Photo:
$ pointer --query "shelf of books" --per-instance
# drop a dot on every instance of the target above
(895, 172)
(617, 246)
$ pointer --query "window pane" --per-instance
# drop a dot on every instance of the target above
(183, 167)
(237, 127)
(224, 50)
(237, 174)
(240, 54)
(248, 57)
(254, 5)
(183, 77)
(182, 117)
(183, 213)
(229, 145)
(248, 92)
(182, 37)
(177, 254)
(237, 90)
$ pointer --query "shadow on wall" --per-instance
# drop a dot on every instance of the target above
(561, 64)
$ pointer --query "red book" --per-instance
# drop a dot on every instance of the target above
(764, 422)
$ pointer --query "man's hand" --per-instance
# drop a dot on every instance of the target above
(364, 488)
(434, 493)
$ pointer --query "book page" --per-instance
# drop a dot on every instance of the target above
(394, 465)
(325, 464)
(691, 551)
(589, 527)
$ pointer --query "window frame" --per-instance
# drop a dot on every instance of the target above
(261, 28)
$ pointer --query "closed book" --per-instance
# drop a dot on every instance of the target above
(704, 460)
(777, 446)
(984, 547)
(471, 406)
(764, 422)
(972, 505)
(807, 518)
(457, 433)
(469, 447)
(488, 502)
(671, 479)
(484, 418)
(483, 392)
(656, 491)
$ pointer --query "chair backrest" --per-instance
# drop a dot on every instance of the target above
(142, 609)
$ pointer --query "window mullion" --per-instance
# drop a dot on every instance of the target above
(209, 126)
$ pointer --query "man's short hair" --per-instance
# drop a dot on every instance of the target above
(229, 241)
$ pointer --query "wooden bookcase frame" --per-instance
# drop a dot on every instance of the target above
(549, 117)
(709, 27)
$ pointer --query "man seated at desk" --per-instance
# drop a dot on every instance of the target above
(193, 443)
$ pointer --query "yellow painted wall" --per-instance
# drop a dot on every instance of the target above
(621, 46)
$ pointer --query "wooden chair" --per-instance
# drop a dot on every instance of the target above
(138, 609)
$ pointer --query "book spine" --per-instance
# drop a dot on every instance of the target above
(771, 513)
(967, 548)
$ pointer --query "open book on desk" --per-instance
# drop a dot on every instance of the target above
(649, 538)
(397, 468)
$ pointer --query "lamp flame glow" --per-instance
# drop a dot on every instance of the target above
########
- [AIM]:
How many lines of the records above contain the string "wooden"? Reply with the number alone.

- [ANSWER BELOW]:
2